- [TASK OBJECTIVE]: Which lines in the entries below contain the word "washing"? Pick out each one and copy it in full.

- [DATASET RECORDS]:

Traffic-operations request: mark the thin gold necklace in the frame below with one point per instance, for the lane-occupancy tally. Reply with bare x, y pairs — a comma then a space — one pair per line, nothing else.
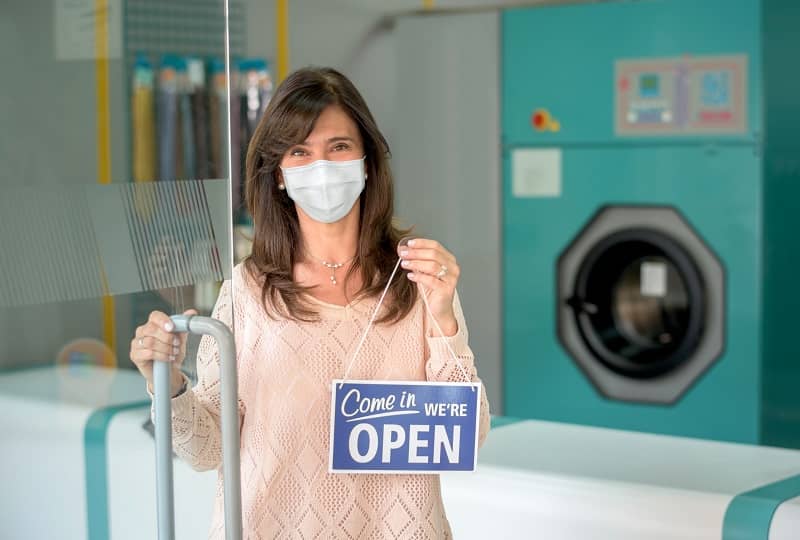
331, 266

...

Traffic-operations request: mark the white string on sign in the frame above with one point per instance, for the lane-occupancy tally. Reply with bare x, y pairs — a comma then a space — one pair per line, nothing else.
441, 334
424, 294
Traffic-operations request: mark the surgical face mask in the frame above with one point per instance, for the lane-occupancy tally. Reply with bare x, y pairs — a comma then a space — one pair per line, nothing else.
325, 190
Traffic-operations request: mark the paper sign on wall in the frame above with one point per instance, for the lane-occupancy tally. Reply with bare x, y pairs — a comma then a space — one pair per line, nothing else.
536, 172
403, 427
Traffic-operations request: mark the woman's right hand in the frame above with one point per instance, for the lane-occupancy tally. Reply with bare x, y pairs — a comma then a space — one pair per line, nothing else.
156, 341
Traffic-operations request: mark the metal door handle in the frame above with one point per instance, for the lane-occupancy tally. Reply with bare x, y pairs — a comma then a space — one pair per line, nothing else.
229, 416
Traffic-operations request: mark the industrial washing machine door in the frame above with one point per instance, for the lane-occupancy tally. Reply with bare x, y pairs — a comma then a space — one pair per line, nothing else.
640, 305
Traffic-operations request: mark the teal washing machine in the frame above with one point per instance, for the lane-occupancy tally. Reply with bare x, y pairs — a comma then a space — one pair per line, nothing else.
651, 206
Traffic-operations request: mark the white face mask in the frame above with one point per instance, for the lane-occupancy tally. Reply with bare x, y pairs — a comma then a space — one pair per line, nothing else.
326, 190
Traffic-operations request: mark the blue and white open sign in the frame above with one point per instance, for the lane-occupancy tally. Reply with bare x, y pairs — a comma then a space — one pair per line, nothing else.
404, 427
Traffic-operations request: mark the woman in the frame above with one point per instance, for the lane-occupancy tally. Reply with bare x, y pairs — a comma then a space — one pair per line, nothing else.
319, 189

- [RIGHT ANSWER]:
Traffic-operations request: mark the industrial washing machine door in the frame above with one point per instance, for the lane-occupancy tally. Reply with bare x, y pairs — a comma then a space — one pair per line, nothing else.
Traffic-operations request: mark the teal washing machine in the frame above with one point per instance, for the lane-occupancy tally. Reply with bare x, y pairs — a comma then a space — one pair per line, nothing else.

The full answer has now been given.